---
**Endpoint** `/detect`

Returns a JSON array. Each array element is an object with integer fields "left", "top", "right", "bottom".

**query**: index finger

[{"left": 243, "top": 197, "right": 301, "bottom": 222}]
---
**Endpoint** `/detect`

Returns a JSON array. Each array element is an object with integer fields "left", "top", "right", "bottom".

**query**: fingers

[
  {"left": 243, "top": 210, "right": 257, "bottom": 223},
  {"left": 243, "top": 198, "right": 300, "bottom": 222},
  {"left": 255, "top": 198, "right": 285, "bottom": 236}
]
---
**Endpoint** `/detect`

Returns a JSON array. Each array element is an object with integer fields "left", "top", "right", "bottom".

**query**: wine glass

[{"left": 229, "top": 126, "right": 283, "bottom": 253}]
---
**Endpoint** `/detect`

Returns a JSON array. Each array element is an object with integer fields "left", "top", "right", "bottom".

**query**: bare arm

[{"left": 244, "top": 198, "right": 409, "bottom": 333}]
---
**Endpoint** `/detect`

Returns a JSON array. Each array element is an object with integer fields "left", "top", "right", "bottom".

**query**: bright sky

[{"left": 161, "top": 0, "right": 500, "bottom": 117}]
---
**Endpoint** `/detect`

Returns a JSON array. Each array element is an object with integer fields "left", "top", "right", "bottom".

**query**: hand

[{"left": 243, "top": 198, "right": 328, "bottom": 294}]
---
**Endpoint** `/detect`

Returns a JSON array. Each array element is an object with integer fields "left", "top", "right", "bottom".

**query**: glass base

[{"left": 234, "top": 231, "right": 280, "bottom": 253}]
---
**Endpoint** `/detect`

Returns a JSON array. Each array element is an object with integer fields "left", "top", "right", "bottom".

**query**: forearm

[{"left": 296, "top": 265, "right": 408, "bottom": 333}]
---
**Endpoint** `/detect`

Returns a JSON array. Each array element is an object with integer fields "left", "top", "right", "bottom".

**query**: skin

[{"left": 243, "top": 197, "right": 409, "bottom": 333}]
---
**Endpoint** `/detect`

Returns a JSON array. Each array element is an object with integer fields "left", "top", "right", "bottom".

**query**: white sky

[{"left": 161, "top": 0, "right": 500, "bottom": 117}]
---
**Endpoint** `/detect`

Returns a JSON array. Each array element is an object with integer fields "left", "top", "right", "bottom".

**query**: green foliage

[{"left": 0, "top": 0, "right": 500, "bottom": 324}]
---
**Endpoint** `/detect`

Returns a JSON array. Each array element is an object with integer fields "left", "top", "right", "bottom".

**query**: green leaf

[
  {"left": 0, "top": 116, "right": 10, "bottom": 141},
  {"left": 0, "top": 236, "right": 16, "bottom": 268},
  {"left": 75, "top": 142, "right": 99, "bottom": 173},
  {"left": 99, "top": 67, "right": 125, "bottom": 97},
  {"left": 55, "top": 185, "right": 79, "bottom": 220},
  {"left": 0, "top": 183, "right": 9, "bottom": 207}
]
|---|
▸ **Task statement**
Return every line in the items above that contains the string "green". Case counts.

▸ **Result**
**query**: green foliage
**query**: green leaf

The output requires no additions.